Provided text
## begin

Well, really, I don’t know what I can say that goes much beyond that title, do you?
However, being the wordsmith-y (is that actually a word?) girl that I am… I am going to try… (Wink, wink.)
So…Sephora… my beloved, Sephora…
How do I love thee, let me count the ways…
I love the to the depth, girth and breadth my ass can reach.
I love thee… that you are in almost every blooming mall that I have ever shopped… and if that is not enough… you are helping me to spend more of my money by opening more stores in lucky select JC Penney’s across the United States.
Bless you, because I thought you weren’t really giving me enough opportunity to spend my money already.
Now, I have yet another reason to walk into a JC Penny’s for more than just the $12.99 sitting fee in your Photo Booth center.
I used to take my kids there for their baby pictures… but now I just go there to harangue high school part-time photographers by sitting in making ju-jee faces in the camera.
They love it.
Ah, yes… my beloved, Sephora…
I love thee to the extreme that my credit card can reach…
I love thee for your precious vials of wrinkle erasers…
You are so kind to give me samples in little plastic cups to take home… sure to lock me into the use of yet another $130 an ounce wrinkle cream for the rest of my life.
Bless you… again…
I have no more counter space in my bathroom due to your generosity.
Thank you to you, beloved, Sephora… for the fact that every time I walk into the house from one of your stores I smell like a perfumery…
“Honey, do like this Gucci fragrance?” And, I stick out my arm.

## end

Items from a dataset:
## begin

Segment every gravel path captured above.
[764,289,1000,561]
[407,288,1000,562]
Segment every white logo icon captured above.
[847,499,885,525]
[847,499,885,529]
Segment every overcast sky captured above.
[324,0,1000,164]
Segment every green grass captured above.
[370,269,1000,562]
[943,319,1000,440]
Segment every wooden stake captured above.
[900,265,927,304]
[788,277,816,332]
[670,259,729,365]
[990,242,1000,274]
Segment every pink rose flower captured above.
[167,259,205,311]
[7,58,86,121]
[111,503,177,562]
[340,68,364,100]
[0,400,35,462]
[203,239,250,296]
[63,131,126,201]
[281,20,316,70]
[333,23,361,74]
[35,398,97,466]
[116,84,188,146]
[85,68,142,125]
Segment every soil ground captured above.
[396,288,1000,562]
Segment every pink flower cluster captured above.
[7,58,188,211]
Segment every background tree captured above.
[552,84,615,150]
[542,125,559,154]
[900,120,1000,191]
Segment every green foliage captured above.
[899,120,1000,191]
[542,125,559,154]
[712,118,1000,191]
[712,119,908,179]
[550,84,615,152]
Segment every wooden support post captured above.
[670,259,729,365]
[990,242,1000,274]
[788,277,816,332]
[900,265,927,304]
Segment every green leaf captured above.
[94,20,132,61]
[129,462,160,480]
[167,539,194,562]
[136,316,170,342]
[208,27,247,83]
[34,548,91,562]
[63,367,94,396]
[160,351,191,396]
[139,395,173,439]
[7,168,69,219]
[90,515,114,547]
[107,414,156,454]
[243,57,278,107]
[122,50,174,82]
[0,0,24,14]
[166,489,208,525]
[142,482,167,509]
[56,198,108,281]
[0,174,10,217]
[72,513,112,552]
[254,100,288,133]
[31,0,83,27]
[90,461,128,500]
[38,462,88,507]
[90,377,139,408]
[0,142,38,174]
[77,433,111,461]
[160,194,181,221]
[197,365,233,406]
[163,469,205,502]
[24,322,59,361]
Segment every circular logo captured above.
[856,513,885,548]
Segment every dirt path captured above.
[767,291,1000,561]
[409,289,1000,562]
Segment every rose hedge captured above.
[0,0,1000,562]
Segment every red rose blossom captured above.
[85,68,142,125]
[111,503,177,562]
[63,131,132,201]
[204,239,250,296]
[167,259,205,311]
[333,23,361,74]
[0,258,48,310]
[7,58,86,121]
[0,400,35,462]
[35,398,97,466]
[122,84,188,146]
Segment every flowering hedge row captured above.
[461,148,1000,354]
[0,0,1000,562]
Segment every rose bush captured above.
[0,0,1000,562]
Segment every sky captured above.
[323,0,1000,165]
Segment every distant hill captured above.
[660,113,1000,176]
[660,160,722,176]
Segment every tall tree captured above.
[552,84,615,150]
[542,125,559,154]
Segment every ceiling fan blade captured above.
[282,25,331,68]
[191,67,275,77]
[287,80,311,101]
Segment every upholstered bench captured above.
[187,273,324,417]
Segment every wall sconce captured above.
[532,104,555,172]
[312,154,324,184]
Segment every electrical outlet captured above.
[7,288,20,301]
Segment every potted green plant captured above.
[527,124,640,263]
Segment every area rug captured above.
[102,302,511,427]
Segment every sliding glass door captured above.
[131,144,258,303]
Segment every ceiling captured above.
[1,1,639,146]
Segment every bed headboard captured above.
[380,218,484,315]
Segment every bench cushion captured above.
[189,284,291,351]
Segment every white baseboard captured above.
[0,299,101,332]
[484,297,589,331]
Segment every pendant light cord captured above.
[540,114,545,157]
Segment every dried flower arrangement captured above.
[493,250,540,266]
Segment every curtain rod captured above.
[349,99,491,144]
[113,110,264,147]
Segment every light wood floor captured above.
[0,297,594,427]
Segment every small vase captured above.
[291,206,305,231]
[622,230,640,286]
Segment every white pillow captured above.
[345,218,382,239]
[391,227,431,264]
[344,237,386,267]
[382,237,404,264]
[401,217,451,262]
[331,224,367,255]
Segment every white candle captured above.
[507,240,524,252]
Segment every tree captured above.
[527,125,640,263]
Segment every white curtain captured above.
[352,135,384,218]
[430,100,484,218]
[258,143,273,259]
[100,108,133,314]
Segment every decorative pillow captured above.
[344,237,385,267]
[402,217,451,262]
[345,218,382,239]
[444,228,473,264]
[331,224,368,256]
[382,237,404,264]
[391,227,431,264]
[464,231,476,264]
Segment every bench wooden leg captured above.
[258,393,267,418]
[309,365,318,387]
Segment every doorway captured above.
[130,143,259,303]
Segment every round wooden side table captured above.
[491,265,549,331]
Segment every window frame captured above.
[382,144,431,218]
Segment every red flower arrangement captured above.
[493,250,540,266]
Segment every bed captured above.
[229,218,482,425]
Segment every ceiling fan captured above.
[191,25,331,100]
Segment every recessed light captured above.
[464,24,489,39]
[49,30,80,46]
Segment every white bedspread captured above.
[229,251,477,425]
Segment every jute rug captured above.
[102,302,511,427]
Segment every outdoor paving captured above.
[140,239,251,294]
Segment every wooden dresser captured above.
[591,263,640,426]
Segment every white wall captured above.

## end

Written problem 1
Answer these questions using the Sephora text.
(a) What sitting fee does the writer mention for the Photo Booth center?
(b) How much per ounce does the wrinkle cream cost?
(c) Which brand of fragrance does the writer ask about?
Written problem 2
Pick up the Sephora text after its last sentence and write a continuation in the same voice.
These rows have nothing to do with the Sephora text.

Written reply 1
(a) $12.99
(b) $130 an ounce
(c) Gucci

Written reply 2
My husband puts his nose above my arm, “No, not there, honey. That’s Chanel. You have to move your nose up 3 inches toward my elbow.” My husband still hovers his nose above my arm… “No, honey, not there, that’s a Britney Spears fragrance that I despise… Uh… How about this one on the back of my wrist — that’s the new Thierry Mugler… what do you think?”
Poor guy… he doesn’t realize that I have sprayed 24 different fragrances on the fronts and backs of each arm, behind each ear, and between each toe…
“So, which one do you like, honey?… Honey? Honey?… What, baby?… You don’t look so good…”
He has now turned a little pale, and evidently has sprouted a migraine from all the combined scents that will now reside for the next 24 hours on my little piece of “sumpin sumpin” that he was hoping “to get some” from later.
“Honey, I am only trying to make myself more attractive to you, baby.”
My beloved Sephora…
A rainbow of makeup choices for every type of skin, for every type of look, for every holiday… including Halloween.
Grandiose eyelashes, eyeshadows that you never think that you would actually wear…
“Just sit right down and let me give you a little demo…”
And, of course, after said demo, you are walking out of there looking like something out of a Cosmo magazine.
You are looking absolutely divine!
However, after you’ve spent $700 to get all of that absolutely divine looking stuff that will give you that absolutely divine looking “look,” you take it home and try to re-create that divine looking “look” and walk out of your bathroom looking something more like Frankenstein’s cousin… Frau Hosselheimerbrau… albeit, with great eyelashes.
My dear, dear Sephora…
You even let me take home little spritzers the perfume for my husband to try.
I love those little testers that you guys make up for him.
All different kinds of men’s fragrances. You are just too generous.
Of course, he has never tried any of these because I have never given them to him… those little darn fragrance sprayers are just too cute.
I have to hoard them for myself, even though they’re full of men’s fragrances. I think I have about 23 of them…
Those little baby perfume sprayers…
Eeeek! I’m in love with them!
What he doesn’t know won’t hurt him, right? … 😉
Honestly though, I could go on all day about the attributes of Sephora…
My knees get weak when I walk by their black-and-white striped storefront.
I get a little “oodle” in my “hoo-haw” just thinking about it.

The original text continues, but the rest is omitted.